**Requirement 1**. Using the biography of Cristina Bergoglio below, decide whether each statement agrees with it, and answer yes or no with the deciding words quoted exactly: (a) She earned a higher qualification in urban architecture from the National University of Córdoba. (b) She moved to Spain in 1987. (c) She taught at the Taller del Prado academy until 2007.
**Requirement 2**. Reproduce word for word the passage of the biography of Cristina Bergoglio below that opens with the words containing "Cristina Bergoglio (born" and closes with "institution, until 2007.".

**Page text**.
↓↓↓

- Born: 25 August 1967 (age 58) Córdoba, Argentina
- Education: National University of Córdoba
- Occupations: Painter; architect; writer;
- Relatives: Pope Francis (uncle)

= Cristina Bergoglio =

Argentine painter, writer and architect (born 1967)

Cristina Bergoglio (born 25 August 1967) is an Argentine painter, writer and architect, and the niece of the late Pope Francis.

==Career==
Born in Córdoba, Argentina, Bergoglio studied at the Taller de Pintura de María Finochietti in Argentina from 1983 to 1986, and received her Titulación Superior (higher qualifications) in urban architecture from the National University of Córdoba in 1996. Her first exhibitions were in the late 1980s. In 1997, she moved to Spain, where she attended the Taller de Pintura Emma Gans in Madrid, and the Taller del Prado academy in Madrid, later becoming a teacher at that institution, until 2007.

↑↑↑

**Information shown**.
↓↓↓

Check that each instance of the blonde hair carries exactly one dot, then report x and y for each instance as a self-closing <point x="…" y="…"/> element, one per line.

↑↑↑

**Written response 1**.
(a) Yes: "received her Titulación Superior (higher qualifications) in urban architecture from the National University of Córdoba in 1996"
(b) No: "In 1997, she moved to Spain"
(c) Yes: "later becoming a teacher at that institution, until 2007"

**Written response 2**.
Cristina Bergoglio (born 25 August 1967) is an Argentine painter, writer and architect, and the niece of the late Pope Francis.

==Career==
Born in Córdoba, Argentina, Bergoglio studied at the Taller de Pintura de María Finochietti in Argentina from 1983 to 1986, and received her Titulación Superior (higher qualifications) in urban architecture from the National University of Córdoba in 1996. Her first exhibitions were in the late 1980s. In 1997, she moved to Spain, where she attended the Taller de Pintura Emma Gans in Madrid, and the Taller del Prado academy in Madrid, later becoming a teacher at that institution, until 2007.